▸ **Task goal**
Looking at the records below, please say how many lines contain the word "fedora", as a bare number.

Data excerpts
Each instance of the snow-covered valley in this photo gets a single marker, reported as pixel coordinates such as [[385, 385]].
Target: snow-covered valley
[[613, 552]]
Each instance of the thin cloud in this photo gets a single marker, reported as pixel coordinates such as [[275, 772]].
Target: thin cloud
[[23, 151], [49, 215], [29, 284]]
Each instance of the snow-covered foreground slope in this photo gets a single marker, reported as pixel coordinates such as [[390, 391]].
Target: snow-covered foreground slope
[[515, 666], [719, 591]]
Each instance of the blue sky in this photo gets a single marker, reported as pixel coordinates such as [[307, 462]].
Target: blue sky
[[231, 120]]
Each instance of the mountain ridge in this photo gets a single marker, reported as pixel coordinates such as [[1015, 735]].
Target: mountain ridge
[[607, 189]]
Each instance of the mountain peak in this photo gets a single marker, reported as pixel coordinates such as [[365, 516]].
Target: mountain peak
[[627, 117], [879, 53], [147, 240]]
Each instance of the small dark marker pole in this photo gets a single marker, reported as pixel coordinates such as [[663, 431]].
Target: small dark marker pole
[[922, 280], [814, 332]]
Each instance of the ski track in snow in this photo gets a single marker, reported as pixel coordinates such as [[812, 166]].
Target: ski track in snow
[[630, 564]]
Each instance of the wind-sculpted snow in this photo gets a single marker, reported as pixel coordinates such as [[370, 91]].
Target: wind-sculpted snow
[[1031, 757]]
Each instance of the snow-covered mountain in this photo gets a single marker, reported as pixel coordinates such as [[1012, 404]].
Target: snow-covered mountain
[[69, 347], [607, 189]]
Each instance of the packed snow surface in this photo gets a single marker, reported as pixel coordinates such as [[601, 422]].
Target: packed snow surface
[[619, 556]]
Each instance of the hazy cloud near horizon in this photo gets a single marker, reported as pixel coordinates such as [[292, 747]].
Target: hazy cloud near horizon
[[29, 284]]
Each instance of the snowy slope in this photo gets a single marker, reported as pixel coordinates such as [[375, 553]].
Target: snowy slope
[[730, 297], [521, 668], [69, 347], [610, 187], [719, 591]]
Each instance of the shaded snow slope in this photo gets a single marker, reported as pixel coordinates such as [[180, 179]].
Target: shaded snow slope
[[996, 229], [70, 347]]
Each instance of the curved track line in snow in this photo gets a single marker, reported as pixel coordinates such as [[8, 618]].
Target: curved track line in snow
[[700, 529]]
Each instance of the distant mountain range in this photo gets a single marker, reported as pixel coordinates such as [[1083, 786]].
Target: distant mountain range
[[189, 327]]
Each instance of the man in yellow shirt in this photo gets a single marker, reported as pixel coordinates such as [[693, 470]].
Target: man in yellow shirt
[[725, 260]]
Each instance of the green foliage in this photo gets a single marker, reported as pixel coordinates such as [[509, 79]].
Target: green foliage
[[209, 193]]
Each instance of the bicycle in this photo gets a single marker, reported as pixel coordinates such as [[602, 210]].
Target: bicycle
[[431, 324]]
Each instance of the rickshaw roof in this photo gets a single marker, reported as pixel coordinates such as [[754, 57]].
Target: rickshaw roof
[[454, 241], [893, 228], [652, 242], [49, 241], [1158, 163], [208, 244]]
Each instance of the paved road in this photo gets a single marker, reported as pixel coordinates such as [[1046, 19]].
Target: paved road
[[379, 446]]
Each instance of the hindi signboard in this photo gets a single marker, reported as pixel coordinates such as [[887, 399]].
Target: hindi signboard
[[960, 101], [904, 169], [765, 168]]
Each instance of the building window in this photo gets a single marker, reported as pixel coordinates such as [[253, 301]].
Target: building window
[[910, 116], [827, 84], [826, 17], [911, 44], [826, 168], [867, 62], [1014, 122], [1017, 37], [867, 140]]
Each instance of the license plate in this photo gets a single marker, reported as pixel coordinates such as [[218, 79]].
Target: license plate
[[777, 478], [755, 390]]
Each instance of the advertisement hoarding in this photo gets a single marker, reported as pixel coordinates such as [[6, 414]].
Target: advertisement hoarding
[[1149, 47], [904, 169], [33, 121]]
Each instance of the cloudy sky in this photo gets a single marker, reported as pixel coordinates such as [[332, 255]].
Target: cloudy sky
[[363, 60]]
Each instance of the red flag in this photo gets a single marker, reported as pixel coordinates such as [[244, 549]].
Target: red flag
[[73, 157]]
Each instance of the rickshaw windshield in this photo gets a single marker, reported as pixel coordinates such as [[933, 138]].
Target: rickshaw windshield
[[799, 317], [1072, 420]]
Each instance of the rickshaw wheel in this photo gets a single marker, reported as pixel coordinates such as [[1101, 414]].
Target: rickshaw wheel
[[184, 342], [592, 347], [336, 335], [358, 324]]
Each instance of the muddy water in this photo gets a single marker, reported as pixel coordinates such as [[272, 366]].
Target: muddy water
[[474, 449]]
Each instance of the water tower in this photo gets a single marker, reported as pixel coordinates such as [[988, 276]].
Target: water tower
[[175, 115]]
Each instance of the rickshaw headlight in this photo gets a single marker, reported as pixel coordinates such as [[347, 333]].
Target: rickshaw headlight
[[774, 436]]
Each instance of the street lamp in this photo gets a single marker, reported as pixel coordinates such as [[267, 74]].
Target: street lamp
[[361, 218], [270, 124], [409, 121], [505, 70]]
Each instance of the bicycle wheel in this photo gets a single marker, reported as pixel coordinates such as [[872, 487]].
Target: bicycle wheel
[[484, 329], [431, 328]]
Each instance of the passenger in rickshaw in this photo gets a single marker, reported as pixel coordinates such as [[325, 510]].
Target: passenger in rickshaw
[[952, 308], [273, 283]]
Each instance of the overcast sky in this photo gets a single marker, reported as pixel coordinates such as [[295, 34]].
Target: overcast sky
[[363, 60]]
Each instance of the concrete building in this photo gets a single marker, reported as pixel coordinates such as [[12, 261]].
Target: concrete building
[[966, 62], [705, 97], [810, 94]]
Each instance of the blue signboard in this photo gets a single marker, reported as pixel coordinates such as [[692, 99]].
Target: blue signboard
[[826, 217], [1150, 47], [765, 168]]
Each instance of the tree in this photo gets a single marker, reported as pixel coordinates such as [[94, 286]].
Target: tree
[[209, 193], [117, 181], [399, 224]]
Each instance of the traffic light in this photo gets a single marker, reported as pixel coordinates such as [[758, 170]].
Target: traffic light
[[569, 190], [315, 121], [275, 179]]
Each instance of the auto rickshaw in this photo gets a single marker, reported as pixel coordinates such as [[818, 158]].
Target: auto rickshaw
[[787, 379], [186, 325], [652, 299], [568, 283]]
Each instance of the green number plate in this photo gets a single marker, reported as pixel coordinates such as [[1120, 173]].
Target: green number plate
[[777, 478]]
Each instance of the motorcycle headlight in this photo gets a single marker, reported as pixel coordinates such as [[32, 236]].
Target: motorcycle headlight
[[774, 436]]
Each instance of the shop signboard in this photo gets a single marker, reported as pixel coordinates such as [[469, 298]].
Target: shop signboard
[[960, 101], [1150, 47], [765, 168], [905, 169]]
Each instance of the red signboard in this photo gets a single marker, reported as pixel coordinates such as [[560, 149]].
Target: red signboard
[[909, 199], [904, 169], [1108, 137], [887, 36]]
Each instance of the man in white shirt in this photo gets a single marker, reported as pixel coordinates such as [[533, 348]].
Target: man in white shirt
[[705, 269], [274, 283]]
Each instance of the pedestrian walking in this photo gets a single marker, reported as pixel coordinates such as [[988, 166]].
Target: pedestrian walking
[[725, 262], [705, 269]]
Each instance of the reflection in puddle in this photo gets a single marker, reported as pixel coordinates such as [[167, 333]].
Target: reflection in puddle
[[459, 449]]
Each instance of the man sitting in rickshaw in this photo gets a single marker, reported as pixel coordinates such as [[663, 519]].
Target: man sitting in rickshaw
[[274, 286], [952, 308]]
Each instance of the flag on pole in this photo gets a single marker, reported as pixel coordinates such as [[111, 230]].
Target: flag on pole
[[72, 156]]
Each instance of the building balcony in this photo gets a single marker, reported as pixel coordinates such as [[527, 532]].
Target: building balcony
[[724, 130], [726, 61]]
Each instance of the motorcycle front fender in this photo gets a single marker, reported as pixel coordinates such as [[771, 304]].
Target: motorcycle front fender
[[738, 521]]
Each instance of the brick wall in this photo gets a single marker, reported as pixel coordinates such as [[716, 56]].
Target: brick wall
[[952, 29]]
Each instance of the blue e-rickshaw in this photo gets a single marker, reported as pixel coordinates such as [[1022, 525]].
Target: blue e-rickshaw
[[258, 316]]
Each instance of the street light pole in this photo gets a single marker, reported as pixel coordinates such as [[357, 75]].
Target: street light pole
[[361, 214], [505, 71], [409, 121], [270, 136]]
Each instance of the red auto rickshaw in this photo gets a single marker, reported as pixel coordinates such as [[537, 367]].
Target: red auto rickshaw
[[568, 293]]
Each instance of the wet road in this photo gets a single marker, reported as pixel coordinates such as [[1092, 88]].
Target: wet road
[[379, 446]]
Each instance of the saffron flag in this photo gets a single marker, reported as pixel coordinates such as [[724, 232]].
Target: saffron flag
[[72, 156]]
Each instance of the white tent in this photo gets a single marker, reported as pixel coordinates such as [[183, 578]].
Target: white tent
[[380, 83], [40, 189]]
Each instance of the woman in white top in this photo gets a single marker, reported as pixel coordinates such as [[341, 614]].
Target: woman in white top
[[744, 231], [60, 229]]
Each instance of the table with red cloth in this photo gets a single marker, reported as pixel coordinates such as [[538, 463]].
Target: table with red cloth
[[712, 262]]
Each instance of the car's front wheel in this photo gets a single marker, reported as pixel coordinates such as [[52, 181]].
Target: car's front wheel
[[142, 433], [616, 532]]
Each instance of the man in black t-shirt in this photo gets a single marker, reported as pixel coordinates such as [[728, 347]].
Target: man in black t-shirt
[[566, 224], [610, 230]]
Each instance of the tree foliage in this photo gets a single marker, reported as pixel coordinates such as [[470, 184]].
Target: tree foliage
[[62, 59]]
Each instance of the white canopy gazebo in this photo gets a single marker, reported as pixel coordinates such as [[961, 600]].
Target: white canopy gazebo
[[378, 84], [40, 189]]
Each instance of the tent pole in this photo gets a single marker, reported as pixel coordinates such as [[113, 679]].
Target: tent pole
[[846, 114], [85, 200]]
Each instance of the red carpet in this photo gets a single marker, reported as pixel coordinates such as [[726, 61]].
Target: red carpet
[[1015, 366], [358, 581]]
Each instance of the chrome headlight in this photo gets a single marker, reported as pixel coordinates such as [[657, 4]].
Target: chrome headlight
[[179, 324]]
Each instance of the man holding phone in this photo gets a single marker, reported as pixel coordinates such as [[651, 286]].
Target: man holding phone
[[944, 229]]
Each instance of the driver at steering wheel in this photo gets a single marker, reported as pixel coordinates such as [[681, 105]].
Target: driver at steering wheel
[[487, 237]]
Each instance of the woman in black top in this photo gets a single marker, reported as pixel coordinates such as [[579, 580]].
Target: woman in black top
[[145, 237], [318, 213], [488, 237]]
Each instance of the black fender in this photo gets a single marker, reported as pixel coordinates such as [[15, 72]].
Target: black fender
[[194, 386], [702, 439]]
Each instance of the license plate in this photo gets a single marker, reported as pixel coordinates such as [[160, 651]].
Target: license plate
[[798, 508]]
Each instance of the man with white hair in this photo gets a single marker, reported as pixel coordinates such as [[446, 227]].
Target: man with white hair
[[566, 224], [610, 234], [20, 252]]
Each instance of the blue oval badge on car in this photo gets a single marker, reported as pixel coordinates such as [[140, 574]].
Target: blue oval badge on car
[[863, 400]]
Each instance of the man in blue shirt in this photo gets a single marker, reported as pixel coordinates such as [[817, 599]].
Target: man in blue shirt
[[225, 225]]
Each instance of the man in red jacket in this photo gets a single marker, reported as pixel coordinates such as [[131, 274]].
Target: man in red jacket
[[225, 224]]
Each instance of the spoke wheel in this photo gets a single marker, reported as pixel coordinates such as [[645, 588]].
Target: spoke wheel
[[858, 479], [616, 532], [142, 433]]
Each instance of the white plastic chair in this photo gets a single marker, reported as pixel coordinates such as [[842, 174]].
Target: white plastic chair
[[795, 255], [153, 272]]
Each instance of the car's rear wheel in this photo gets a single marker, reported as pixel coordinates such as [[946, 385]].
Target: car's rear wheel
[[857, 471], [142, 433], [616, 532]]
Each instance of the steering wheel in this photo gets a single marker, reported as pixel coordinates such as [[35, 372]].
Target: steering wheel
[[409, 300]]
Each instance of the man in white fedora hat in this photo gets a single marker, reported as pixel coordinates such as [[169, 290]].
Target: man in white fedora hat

▸ **Exercise solution**
2